TEXT SECTION:

********************

The Movements Behind “Color Space”

Starting this week, Lily Pad | West will shed its walls of the ethereal works of “Into the Mystic” and turn its eyes toward the evocative styles of “Color Space” via the hands and minds of colorist painters Leya Evelyn and Peter Batchelder.

To appreciate the artwork of “Color Space” is to know the history of crucial art movements through the late nineteenth to mid-twentieth century. The impetus for colorist painting was forged by French Impressionism and Post-Impressionism in the late nineteenth century and brought to the forefront by the Fauvists of the early twentieth century.

********************

SUPPLIED INFORMATION:

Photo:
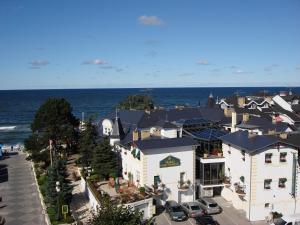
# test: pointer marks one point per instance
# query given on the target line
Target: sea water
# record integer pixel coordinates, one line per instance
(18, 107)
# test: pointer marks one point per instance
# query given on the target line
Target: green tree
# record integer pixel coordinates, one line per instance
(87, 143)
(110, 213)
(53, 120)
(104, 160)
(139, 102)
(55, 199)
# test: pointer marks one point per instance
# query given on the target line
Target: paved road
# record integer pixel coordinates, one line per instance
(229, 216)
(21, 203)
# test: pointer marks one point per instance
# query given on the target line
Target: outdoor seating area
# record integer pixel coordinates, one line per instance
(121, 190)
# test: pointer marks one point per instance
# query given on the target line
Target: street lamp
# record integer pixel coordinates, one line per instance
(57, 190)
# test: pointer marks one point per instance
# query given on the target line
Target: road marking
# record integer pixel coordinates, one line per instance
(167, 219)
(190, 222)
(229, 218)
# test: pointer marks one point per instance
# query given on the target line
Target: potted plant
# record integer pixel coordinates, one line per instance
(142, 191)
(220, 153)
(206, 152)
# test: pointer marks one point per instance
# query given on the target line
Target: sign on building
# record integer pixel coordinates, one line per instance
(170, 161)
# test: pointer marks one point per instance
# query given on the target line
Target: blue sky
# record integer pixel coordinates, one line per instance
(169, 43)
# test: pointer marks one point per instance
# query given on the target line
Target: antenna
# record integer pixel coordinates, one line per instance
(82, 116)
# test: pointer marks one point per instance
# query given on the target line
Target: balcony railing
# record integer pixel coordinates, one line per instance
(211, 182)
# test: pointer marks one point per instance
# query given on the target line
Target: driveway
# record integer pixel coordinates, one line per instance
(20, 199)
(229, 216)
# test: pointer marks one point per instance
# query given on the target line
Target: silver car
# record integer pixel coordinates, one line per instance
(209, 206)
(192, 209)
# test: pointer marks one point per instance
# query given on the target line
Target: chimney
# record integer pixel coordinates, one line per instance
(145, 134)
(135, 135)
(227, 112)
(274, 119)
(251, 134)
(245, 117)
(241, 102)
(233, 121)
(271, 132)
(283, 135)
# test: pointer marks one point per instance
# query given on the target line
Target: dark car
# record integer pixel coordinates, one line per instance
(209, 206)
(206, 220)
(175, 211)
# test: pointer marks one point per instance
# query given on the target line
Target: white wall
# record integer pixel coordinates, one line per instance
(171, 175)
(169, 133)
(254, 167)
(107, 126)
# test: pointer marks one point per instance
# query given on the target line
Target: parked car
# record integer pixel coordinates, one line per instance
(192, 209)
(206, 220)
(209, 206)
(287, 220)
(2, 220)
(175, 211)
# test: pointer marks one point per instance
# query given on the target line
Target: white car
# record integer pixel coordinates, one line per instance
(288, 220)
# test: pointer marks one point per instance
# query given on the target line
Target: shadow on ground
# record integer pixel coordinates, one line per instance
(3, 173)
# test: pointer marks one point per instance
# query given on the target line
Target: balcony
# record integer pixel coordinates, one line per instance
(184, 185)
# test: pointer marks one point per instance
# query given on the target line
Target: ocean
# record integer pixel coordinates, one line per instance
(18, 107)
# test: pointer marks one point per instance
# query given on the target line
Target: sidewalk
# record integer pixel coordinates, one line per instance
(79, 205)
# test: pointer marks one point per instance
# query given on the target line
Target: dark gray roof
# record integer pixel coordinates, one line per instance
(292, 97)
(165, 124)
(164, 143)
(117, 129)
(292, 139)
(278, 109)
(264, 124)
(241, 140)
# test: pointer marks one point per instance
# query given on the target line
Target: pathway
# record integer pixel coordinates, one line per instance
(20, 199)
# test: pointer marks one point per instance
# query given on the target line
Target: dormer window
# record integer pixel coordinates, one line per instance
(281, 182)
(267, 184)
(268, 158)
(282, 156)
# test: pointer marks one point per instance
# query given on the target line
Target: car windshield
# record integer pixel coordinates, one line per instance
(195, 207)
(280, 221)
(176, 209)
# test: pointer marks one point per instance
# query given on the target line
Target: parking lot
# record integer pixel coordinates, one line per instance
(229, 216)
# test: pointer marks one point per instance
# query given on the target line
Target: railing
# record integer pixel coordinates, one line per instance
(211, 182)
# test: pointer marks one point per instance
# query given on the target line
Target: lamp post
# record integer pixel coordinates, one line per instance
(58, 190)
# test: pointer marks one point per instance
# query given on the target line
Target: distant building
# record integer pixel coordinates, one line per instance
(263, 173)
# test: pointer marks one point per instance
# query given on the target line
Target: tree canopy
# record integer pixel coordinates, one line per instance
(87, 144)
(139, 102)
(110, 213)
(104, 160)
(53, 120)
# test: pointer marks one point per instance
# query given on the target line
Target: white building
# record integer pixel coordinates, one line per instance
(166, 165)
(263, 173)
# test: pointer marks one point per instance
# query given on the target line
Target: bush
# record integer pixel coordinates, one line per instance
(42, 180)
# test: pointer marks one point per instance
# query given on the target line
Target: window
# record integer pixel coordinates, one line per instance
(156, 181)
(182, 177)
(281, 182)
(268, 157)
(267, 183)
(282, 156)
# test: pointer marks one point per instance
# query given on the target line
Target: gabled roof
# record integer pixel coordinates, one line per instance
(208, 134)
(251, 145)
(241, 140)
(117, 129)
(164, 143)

********************

ACTIONS TO TAKE:
(1) Translate this sentence from the text about “Color Space” into Spanish: "The impetus for colorist painting was forged by French Impressionism and Post-Impressionism in the late nineteenth century and brought to the forefront by the Fauvists of the early twentieth century."
(2) According to the text about “Color Space,” which two painters created the works shown in it?
(3) Retype the portion of the text about “Color Space” between "The Movements Behind" and "and Peter Batchelder.", inclusive.

LIST OF SOLUTIONS:
(1) El impulso de la pintura colorista fue forjado por el impresionismo y el postimpresionismo franceses a finales del siglo XIX y llevado a primer plano por los fauvistas de principios del siglo XX.

(2) Leya Evelyn and Peter Batchelder.

(3)
The Movements Behind “Color Space”

Starting this week, Lily Pad | West will shed its walls of the ethereal works of “Into the Mystic” and turn its eyes toward the evocative styles of “Color Space” via the hands and minds of colorist painters Leya Evelyn and Peter Batchelder.